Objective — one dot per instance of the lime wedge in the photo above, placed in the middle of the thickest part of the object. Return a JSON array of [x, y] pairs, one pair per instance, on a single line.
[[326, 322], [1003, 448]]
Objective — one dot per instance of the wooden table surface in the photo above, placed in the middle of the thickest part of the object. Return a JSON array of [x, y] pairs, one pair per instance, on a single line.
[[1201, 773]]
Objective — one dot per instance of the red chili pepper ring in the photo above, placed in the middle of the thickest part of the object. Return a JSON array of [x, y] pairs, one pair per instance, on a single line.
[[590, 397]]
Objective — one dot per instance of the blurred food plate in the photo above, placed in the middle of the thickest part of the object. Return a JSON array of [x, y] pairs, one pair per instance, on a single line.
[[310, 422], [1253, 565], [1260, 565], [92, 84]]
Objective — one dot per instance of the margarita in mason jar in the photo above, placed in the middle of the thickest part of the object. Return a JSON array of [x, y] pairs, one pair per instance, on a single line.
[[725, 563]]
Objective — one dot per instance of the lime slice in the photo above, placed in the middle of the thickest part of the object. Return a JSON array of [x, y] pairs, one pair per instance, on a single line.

━━━━━━━━

Copy out the lines above, from the one holding "Objective — one dot per instance of the red" through the final line, with no other lines.

Objective — one dot per instance of the red chili pepper ring in the photo above, placed in the middle of the thickest part of the object. Return a JSON array of [x, y] pairs, one pair per instance, on a single line.
[[590, 397]]
Objective — one dot per instance of the blurred food plate in the photo above, placed in the middle of the thickest part of the object. Return a JSON array of [x, y] pairs, one pair per instance, on a single line.
[[310, 422], [1253, 565], [1260, 565], [92, 84]]
Objective — one dot per instance of the margarita in mason jar in the photo above, placed in the middle of the thickest part of the object. Return a JSON array of [x, y] pairs, one pair per instance, on a single line.
[[725, 563]]
Objective — one dot per instance of the lime slice in the photo above, placed in the middle of the thickest part of the object. Return a JSON array of [x, y] pairs, one pair per instance, on a single line.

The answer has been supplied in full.